▶ [YOUR OBJECTIVE]: Copy the lines that follow, keeping every character the same.

[Point annotation dataset records]
☆ ☆ ☆
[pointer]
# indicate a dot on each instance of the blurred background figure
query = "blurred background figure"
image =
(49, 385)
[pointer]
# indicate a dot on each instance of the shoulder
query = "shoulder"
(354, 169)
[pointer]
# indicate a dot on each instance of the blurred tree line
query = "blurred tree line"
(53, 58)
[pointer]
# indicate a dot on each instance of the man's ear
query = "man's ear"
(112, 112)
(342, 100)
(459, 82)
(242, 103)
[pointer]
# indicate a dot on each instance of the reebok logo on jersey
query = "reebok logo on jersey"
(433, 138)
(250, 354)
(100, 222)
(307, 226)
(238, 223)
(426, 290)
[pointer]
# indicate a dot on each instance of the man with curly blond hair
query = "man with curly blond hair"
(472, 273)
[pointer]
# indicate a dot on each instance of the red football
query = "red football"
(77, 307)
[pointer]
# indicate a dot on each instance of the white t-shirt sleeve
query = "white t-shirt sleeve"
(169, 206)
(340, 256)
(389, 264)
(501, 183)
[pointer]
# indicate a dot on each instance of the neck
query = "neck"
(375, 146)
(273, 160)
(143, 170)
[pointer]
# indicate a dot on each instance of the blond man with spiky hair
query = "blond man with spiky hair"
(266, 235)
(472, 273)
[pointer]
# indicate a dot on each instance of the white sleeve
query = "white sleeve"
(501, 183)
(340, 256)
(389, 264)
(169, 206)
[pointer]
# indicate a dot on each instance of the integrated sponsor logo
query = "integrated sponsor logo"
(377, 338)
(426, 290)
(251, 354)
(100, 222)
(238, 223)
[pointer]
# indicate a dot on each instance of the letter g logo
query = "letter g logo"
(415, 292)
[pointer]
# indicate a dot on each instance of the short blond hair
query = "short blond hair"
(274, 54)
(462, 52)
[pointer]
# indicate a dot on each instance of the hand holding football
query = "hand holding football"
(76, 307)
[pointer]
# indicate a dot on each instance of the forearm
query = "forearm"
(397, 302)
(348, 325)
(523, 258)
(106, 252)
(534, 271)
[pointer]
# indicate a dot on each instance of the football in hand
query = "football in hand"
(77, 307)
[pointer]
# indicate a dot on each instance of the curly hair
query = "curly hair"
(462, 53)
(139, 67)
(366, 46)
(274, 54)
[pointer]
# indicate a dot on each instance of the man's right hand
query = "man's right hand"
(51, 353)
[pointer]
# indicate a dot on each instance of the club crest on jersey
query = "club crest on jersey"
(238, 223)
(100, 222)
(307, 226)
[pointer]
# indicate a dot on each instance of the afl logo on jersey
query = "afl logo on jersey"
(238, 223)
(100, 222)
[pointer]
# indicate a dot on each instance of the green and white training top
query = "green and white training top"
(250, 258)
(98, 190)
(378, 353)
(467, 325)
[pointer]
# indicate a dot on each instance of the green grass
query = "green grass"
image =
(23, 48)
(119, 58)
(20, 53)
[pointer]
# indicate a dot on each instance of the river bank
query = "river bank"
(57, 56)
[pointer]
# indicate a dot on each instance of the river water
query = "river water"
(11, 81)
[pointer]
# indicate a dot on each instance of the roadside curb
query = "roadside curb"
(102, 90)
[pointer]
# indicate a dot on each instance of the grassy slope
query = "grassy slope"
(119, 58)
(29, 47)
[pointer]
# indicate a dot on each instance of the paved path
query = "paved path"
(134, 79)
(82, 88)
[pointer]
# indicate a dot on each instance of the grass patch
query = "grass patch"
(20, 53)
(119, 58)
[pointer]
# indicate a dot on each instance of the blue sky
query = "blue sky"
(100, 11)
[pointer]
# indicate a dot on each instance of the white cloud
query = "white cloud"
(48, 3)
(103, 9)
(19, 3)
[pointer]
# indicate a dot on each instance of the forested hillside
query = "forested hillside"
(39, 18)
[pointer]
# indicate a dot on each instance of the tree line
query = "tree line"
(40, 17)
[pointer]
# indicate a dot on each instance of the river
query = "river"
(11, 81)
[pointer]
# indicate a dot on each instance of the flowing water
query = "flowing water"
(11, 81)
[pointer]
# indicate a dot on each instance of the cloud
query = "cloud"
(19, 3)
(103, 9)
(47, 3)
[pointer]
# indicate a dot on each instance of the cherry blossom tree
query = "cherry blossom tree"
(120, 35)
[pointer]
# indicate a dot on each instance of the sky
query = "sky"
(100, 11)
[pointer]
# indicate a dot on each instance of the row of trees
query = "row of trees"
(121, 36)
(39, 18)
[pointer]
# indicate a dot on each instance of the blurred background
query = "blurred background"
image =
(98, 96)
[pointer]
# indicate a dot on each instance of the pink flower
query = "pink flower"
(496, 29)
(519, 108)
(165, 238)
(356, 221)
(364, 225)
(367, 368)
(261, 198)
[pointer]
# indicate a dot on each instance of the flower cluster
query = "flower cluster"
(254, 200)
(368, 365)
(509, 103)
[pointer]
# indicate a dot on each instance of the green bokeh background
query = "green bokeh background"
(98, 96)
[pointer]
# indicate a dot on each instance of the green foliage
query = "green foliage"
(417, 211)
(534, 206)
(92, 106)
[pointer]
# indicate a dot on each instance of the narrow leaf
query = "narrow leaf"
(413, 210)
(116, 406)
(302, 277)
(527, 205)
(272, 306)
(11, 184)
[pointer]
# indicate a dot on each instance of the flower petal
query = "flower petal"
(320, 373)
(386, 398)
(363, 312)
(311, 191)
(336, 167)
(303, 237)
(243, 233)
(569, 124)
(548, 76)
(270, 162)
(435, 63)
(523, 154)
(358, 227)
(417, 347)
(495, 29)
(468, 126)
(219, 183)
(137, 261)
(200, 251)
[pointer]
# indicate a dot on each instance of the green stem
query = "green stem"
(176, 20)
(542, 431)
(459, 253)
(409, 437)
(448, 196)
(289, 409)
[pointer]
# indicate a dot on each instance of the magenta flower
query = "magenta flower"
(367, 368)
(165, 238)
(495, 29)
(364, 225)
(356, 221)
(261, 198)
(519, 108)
☆ ☆ ☆
▶ [THE OUTPUT]:
[pointer]
# indicate a dot on each instance of the blurred background figure
query = "blurred background figure"
image =
(49, 385)
[pointer]
# indicate a dot on each instance of the shoulder
query = "shoulder"
(354, 169)
[pointer]
# indicate a dot on each instance of the blurred tree line
query = "blurred tree line"
(53, 58)
[pointer]
# indicate a dot on each instance of the man's ear
query = "man's ear"
(112, 112)
(342, 100)
(459, 82)
(242, 103)
[pointer]
# indicate a dot on each instance of the reebok logo on jersey
query = "reebok logo on jersey"
(433, 138)
(250, 354)
(100, 222)
(307, 226)
(238, 223)
(426, 290)
[pointer]
# indicate a dot on each instance of the man with curly blond hair
query = "man with curly blond hair"
(472, 273)
[pointer]
# indicate a dot on each instance of the red football
query = "red football"
(77, 307)
[pointer]
# indicate a dot on each instance of the white t-shirt sleeve
query = "white t-shirt sleeve"
(169, 206)
(340, 256)
(389, 264)
(501, 183)
[pointer]
# indicate a dot on each instance of the neck
query = "neck"
(375, 146)
(273, 160)
(143, 170)
[pointer]
# indicate a dot on each instance of the blond man with spiky hair
query = "blond man with spiky hair"
(266, 235)
(472, 273)
[pointer]
# indicate a dot on each instance of the white sleeve
query = "white sleeve"
(501, 183)
(340, 256)
(389, 264)
(169, 206)
[pointer]
# indicate a dot on each instance of the integrated sponsor logo
query = "integrated sponsor logo"
(377, 338)
(426, 290)
(251, 354)
(100, 222)
(238, 223)
[pointer]
# indicate a dot on each instance of the letter g logo
query = "letter g logo"
(415, 292)
[pointer]
# indicate a dot on each instance of the short blond hair
query = "short blond hair"
(274, 54)
(462, 52)
[pointer]
# indicate a dot on each instance of the hand holding football
query = "hand holding football"
(76, 307)
[pointer]
# indicate a dot on each instance of the forearm
query = "forearm"
(397, 302)
(348, 325)
(523, 258)
(106, 252)
(534, 271)
[pointer]
# indicate a dot on each instance of the football in hand
query = "football in hand"
(77, 307)
[pointer]
# indicate a dot on each instance of the curly hair
query = "curly hair"
(462, 53)
(139, 67)
(366, 46)
(274, 54)
[pointer]
# indicate a dot on each instance of the man's right hand
query = "man's right hand"
(51, 353)
[pointer]
# indicate a dot on each instance of the club crest on jersey
query = "club crest on jersey"
(238, 223)
(100, 222)
(307, 226)
[pointer]
# indicate a dot on each instance of the afl logo on jersey
query = "afl logo on jersey"
(238, 223)
(100, 222)
[pointer]
# indicate a dot on each instance of the green and white training top
query = "green and white training top"
(250, 258)
(98, 190)
(378, 353)
(467, 325)
[pointer]
# indicate a dot on each instance of the green grass
query = "green grass"
image =
(23, 48)
(119, 58)
(20, 53)
[pointer]
# indicate a dot on each instance of the river bank
query = "river bank"
(57, 56)
[pointer]
# indicate a dot on each instance of the river water
query = "river water"
(11, 81)
[pointer]
# indicate a dot on each instance of the roadside curb
query = "roadside curb"
(102, 90)
[pointer]
# indicate a dot on each instance of the grassy slope
query = "grassy slope"
(119, 58)
(29, 47)
[pointer]
# indicate a dot on each instance of the paved path
query = "paved path"
(134, 79)
(82, 88)
[pointer]
# indicate a dot on each instance of the grass patch
query = "grass patch"
(20, 53)
(119, 58)
[pointer]
# indicate a dot on each instance of the blue sky
query = "blue sky"
(100, 11)
[pointer]
# indicate a dot on each instance of the white cloud
query = "white cloud"
(48, 3)
(103, 9)
(19, 3)
[pointer]
# indicate a dot on each instance of the forested hillside
query = "forested hillside"
(39, 18)
[pointer]
# indicate a dot on each instance of the tree line
query = "tree line"
(40, 17)
[pointer]
# indicate a dot on each instance of the river
query = "river"
(11, 81)
[pointer]
# indicate a dot on each instance of the flowing water
query = "flowing water"
(11, 81)
[pointer]
# indicate a dot on each instance of the cloud
query = "cloud"
(19, 3)
(103, 9)
(47, 3)
[pointer]
# indicate a dot on each instance of the cherry blossom tree
query = "cherry blossom tree"
(120, 35)
[pointer]
# indicate a dot on each instance of the sky
query = "sky"
(100, 11)
[pointer]
# indicate a dot on each instance of the row of trees
query = "row of trees"
(121, 36)
(39, 18)
[pointer]
# indicate a dot on each instance of the blurred background
query = "blurred background"
image =
(98, 96)
[pointer]
# indicate a dot on each instance of the pink flower
query = "pink flower"
(496, 29)
(519, 108)
(165, 238)
(356, 221)
(364, 225)
(367, 368)
(261, 198)
[pointer]
# indicate a dot on each instance of the flower cluster
query = "flower cluster"
(254, 200)
(368, 365)
(509, 103)
[pointer]
# indicate a dot on each instance of the green bokeh background
query = "green bokeh background"
(98, 96)
[pointer]
# indicate a dot on each instance of the green foliage
query = "green foliage"
(417, 211)
(534, 206)
(92, 106)
[pointer]
# indicate a dot on each instance of the narrow leaf
query = "narrow leaf"
(413, 210)
(116, 406)
(302, 277)
(527, 205)
(272, 306)
(11, 184)
[pointer]
# indicate a dot on each instance of the flower petal
query = "flower petal"
(320, 373)
(386, 398)
(363, 312)
(311, 191)
(336, 167)
(303, 237)
(243, 233)
(569, 124)
(548, 76)
(270, 162)
(435, 63)
(523, 154)
(358, 227)
(417, 347)
(495, 29)
(468, 126)
(219, 183)
(137, 261)
(200, 251)
[pointer]
# indicate a dot on each instance of the green stem
query = "green stem"
(176, 20)
(542, 431)
(459, 253)
(409, 437)
(448, 196)
(289, 409)
[pointer]
# indicate a dot on each instance of the magenta flower
query = "magenta flower"
(367, 368)
(165, 238)
(495, 29)
(364, 225)
(356, 221)
(261, 198)
(519, 108)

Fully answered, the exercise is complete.